(Source records)
[Start of Attachment]

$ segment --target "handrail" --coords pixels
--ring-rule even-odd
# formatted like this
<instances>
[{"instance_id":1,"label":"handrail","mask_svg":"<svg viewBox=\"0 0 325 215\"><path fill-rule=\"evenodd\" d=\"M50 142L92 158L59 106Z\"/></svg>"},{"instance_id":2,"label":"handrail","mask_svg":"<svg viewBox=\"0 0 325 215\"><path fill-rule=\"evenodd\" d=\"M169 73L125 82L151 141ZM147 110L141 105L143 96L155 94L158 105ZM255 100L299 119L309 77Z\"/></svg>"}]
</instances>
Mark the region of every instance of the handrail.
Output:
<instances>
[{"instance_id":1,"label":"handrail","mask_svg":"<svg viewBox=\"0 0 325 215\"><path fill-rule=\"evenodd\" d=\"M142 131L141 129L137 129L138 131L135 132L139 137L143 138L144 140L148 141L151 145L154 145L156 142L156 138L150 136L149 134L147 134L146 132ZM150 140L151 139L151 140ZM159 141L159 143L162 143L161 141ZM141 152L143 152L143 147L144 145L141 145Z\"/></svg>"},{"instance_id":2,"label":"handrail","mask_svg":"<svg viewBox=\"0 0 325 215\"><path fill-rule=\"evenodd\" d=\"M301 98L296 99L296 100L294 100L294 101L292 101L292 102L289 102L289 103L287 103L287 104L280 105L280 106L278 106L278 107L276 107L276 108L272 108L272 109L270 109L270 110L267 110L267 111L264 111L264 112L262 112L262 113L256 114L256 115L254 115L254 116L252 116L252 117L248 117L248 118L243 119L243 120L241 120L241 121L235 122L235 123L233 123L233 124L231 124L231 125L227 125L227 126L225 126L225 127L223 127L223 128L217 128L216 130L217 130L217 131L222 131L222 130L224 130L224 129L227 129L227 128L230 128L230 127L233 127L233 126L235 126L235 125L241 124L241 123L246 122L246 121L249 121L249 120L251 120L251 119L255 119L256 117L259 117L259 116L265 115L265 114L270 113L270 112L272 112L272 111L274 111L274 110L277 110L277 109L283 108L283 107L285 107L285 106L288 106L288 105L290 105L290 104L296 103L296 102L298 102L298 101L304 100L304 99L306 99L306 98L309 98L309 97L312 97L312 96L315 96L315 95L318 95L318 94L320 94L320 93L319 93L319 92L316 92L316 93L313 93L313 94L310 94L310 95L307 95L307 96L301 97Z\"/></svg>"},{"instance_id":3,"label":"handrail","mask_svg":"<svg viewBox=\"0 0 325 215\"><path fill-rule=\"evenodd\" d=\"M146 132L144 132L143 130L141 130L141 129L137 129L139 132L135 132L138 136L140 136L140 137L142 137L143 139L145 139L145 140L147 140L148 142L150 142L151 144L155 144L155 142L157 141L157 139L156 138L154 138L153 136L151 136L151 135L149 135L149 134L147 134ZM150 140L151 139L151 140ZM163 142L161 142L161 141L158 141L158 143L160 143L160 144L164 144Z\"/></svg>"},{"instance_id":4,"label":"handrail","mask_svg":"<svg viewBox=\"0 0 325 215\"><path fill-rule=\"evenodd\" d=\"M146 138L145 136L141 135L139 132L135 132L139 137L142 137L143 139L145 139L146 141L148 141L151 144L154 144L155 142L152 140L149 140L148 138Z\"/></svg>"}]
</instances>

[End of Attachment]

Would you return all of the data exactly as it stands above?

$ segment --target "handrail" --coords pixels
--ring-rule even-odd
# formatted like this
<instances>
[{"instance_id":1,"label":"handrail","mask_svg":"<svg viewBox=\"0 0 325 215\"><path fill-rule=\"evenodd\" d=\"M50 142L92 158L59 106Z\"/></svg>"},{"instance_id":2,"label":"handrail","mask_svg":"<svg viewBox=\"0 0 325 215\"><path fill-rule=\"evenodd\" d=\"M169 73L125 82L151 141ZM147 110L141 105L143 96L155 94L158 105ZM255 100L299 119L309 77Z\"/></svg>"}]
</instances>
Mark the region of every instance of the handrail.
Output:
<instances>
[{"instance_id":1,"label":"handrail","mask_svg":"<svg viewBox=\"0 0 325 215\"><path fill-rule=\"evenodd\" d=\"M142 131L141 129L137 129L138 131L135 132L139 137L143 138L144 140L148 141L151 145L154 145L156 142L156 138L150 136L149 134L147 134L146 132ZM150 140L151 139L151 140ZM159 141L159 143L162 143L161 141ZM141 152L143 152L143 147L144 145L141 145Z\"/></svg>"},{"instance_id":2,"label":"handrail","mask_svg":"<svg viewBox=\"0 0 325 215\"><path fill-rule=\"evenodd\" d=\"M301 98L296 99L296 100L294 100L294 101L292 101L292 102L289 102L289 103L287 103L287 104L280 105L280 106L278 106L278 107L276 107L276 108L272 108L272 109L270 109L270 110L267 110L267 111L264 111L264 112L262 112L262 113L256 114L256 115L254 115L254 116L252 116L252 117L248 117L248 118L243 119L243 120L241 120L241 121L235 122L235 123L233 123L233 124L231 124L231 125L227 125L227 126L225 126L225 127L223 127L223 128L217 128L216 130L217 130L217 131L222 131L222 130L224 130L224 129L227 129L227 128L230 128L230 127L233 127L233 126L235 126L235 125L241 124L241 123L246 122L246 121L249 121L249 120L251 120L251 119L255 119L256 117L259 117L259 116L265 115L265 114L270 113L270 112L272 112L272 111L274 111L274 110L277 110L277 109L283 108L283 107L285 107L285 106L288 106L288 105L290 105L290 104L296 103L296 102L298 102L298 101L304 100L304 99L306 99L306 98L309 98L309 97L312 97L312 96L315 96L315 95L318 95L318 94L320 94L320 93L319 93L319 92L316 92L316 93L313 93L313 94L310 94L310 95L307 95L307 96L301 97Z\"/></svg>"},{"instance_id":3,"label":"handrail","mask_svg":"<svg viewBox=\"0 0 325 215\"><path fill-rule=\"evenodd\" d=\"M146 132L144 132L143 130L141 130L141 129L137 129L139 132L135 132L138 136L140 136L140 137L142 137L143 139L145 139L145 140L147 140L148 142L150 142L151 144L155 144L155 142L157 141L157 139L156 138L154 138L153 136L151 136L151 135L149 135L149 134L147 134ZM150 140L151 139L151 140ZM163 142L161 142L161 141L158 141L158 143L160 143L160 144L164 144Z\"/></svg>"},{"instance_id":4,"label":"handrail","mask_svg":"<svg viewBox=\"0 0 325 215\"><path fill-rule=\"evenodd\" d=\"M146 138L145 136L141 135L139 132L135 132L139 137L142 137L143 139L145 139L146 141L148 141L151 144L154 144L155 142L152 140L149 140L148 138Z\"/></svg>"}]
</instances>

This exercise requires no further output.